## start Passage provided

Friday, 26 August 2016, 12:12 Last update: about 9 years ago

In January-July 2016, Government’s Consolidated Fund registered a defi cit of €141.0 million, the National Statistics Office said today.


Government Finance Data: January-July 2016

Compared to the same period last year, recurrent revenue registered an increase of €35.1 million whereas total expenditure went up by €1.3 million. This resulted in a positive change in the Government’s Consolidated Fund by €33.8 million.

In January-July 2016, recurrent revenue was recorded at €1,907.0 million, up from €1,871.9 million last year. The comparative increase of 1.9 per cent was primarily the result of higher Income Tax and added Social Security by €67.0 million and €39.3 million respectively. Moreover, increases were also recorded for Licences, Taxes and Fines (€21.8 million), Value Added Tax (€11.4 million) and Customs and Excise Duties (€9.0 million), among others. Conversely, major decreases were recorded in proceeds from Grants (€101.0 million).

Compared to January-July last year, total expenditure stood at €2,048.0 million up from €2,046.8 million, mainly as result of added outlays on recurrent expenditure almost outweighed by lower spending on capital expenditure and interest payments. Recurrent expenditure stood at €1,769.5 million from €1,675.1 million last year.

## end Passage provided

* [Given task]
Translate this sentence from the government finance report into Spanish: "In January-July 2016, recurrent revenue was recorded at €1,907.0 million, up from €1,871.9 million last year."

## start Data shown

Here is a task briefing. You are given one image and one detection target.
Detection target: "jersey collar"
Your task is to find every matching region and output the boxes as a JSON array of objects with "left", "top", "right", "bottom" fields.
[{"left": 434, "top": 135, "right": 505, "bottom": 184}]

## end Data shown

* [Solution to the exercise]
En enero-julio de 2016, los ingresos corrientes se registraron en 1907,0 millones de euros, frente a los 1871,9 millones de euros del año pasado.